**Exercise text**:
-*-*-

Are you at risk from radon gas?
- 5 June 2013
- From the section Scotland
High levels of radon gas are thought to be present in areas across Scotland. What is radon gas and should we be worried?
Uranium, in the minds of most people, is associated with fuelling nuclear power or even nuclear weapons.
And while it is true that Uranium can be used for these purposes it is also a naturally occurring element which is present at low levels in almost all rocks on earth.
Radon gas is part of the radioactive decay chain of natural uranium and is produced in low levels all around the world, all the time.
However, there are some places which have more natural uranium in the rocks and when it decays the radon gas produced from it can seep up in to people's homes and is breathed in by the occupants.
The health risk is lung cancer.
"The alpha particles of radiation from radon and its radioactive decaying products get down into our lungs and as the radiation comes out of the radon gas it strikes the sensitive living tissues of our lung and that can cause long-term damage," says expert Neil McColl.
He says that smokers are particularly at risk.
"If you are exposed to high levels of radon for a long time it significantly increases your risk of lung cancer, particularly if you are a smoker. Radon and smoking together are a much more combined risk to health.
"But even if you are a lifelong non-smoker it increases your risk of lung cancer," says Mr McColl, head of radon at the Centre for Radiation, Chemical and Environmental Hazards.

-*-*-

**Check your understanding**:
1 > In the radon gas article, what position does Neil McColl hold?
2 > Go on with the radon gas article, picking up after its final paragraph.

**Supplied entries**:
-*-*-

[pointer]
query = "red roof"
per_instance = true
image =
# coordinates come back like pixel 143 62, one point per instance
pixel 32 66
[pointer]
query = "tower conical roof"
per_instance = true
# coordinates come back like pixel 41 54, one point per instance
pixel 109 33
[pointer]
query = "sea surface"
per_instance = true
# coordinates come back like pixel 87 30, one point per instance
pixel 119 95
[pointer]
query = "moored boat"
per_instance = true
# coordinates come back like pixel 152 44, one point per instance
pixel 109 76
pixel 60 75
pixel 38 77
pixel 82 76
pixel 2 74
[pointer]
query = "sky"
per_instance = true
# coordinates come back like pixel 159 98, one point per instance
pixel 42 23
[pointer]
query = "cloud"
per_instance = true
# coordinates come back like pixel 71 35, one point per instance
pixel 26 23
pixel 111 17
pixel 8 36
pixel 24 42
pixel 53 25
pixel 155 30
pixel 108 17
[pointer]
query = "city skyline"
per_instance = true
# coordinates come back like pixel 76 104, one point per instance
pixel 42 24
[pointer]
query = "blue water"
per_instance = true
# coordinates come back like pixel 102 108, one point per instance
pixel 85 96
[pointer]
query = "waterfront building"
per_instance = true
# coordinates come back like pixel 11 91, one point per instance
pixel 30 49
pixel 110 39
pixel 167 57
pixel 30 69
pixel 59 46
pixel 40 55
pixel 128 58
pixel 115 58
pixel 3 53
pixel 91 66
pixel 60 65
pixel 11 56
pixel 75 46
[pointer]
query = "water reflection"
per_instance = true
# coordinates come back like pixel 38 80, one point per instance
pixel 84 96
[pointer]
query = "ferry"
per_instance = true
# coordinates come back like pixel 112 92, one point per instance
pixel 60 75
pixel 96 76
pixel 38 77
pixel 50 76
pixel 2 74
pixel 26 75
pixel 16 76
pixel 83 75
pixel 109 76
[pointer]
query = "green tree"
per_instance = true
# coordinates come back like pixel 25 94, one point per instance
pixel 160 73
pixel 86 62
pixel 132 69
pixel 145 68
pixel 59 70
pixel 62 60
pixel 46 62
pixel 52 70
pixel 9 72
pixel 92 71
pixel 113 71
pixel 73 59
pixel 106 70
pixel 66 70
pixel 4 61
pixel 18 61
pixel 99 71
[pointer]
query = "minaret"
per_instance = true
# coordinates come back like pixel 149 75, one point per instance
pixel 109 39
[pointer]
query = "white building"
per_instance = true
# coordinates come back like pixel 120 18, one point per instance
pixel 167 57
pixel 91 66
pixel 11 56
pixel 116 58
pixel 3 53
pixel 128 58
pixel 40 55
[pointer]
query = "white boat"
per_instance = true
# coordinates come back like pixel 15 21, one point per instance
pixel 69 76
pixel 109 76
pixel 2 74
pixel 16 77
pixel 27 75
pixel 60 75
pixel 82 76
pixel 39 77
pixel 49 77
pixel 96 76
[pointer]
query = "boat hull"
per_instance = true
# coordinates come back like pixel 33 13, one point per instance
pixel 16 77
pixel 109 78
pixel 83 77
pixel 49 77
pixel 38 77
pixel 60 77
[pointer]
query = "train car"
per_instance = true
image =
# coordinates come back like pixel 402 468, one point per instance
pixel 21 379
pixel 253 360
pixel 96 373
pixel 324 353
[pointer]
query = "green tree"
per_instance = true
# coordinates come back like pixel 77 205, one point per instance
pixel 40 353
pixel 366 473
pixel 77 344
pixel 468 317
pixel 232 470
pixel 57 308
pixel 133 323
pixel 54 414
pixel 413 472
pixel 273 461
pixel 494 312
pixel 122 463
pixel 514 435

-*-*-

**Outputs in order**:
1 > He is head of radon at the Centre for Radiation, Chemical and Environmental Hazards.

2 >
Radon is said to be responsible for about 1,100 deaths from lung cancer each year in the UK.
Half of these deaths occur among the quarter of the population who are current smokers.
Mr McColl's organisation has worked with the British Geological Survey to produce maps of where radon gas was more likely.
Parts of the Highlands and Orkney stood out as areas of potential risk and along with the Health Protection Agency they set out the job of monitoring how much radon was in people's homes.
They have now moved on to other areas in the Central Belt of Scotland which are also thought to have a potential risk.
The darker the colour on the radon maps, the greater the chance of a high radon level in a building. However not all buildings, even in the darkest areas, have high levels.
The amount of radon is measured in becquerels per cubic metre of air. The average level in UK homes is 20 Bq m-3. For levels below 100 Bq m-3, the individual risk remains relatively low and not a cause for concern.
However, the risk increases as the radon level increases.
A free test of radon is available, which involves detectors sitting in your house monitoring the levels for three months.
If high levels of radon are detected there are various measures which can be taken, mainly involving creating better ventilation in the home.
For people who live on the upper floors of buildings there is good news.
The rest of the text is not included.